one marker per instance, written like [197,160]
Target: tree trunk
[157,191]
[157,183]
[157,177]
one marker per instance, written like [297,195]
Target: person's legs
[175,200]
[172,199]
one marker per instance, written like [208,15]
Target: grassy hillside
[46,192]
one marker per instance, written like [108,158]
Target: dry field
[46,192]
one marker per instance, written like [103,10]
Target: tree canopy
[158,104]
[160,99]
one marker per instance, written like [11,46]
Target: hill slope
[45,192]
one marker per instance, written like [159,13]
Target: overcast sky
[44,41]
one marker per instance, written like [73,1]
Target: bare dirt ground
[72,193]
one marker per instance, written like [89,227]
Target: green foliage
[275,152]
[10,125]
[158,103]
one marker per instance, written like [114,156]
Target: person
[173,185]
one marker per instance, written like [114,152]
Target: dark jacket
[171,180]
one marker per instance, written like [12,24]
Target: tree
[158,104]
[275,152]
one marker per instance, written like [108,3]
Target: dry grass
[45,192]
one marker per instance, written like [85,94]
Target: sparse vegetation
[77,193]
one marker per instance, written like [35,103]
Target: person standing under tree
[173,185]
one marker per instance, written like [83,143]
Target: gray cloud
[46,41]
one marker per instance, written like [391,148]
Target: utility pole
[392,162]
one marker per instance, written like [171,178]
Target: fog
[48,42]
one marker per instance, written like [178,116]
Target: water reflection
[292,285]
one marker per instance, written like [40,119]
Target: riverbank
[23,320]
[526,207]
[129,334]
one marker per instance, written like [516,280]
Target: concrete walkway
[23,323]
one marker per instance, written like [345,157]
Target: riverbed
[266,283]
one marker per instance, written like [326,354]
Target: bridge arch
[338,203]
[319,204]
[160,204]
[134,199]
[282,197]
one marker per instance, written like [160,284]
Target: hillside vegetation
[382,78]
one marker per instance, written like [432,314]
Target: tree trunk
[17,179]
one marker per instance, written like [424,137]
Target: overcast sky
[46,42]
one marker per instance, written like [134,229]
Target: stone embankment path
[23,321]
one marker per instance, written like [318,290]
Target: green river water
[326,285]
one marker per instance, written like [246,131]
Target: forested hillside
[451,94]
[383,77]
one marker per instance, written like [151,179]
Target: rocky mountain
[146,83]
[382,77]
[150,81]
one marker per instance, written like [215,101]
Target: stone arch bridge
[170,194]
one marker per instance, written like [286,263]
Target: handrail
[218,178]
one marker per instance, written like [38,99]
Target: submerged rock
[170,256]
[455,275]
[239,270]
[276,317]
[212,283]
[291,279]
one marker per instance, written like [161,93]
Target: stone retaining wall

____________________

Only the lines from the first line of the records through the line containing "one marker per instance, written like [73,1]" should be repeated, exactly as they appear.

Your solution>
one marker per instance, written like [197,160]
Target: tree trunk
[157,191]
[157,183]
[157,177]
one marker per instance, written like [297,195]
Target: person's legs
[175,200]
[172,199]
one marker per instance, written like [208,15]
Target: grassy hillside
[46,192]
one marker per instance, written like [108,158]
Target: dry field
[46,192]
one marker per instance, written like [103,10]
Target: tree canopy
[158,104]
[160,99]
one marker per instance, written like [11,46]
Target: hill slope
[45,192]
one marker per instance, written like [159,13]
Target: overcast sky
[44,41]
one marker per instance, written like [73,1]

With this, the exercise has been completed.